SHORT EXERCISE -> Your task is to output all the records below, word for word.

DATA FOR PROCESSING ->

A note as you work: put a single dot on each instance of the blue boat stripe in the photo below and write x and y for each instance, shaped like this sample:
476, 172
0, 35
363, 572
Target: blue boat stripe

WORKED SOLUTION ->
A note as you work: put a single dot on each instance of the blue boat stripe in the photo below and write x and y for each instance, shaped like this sample:
476, 172
0, 35
363, 572
Target: blue boat stripe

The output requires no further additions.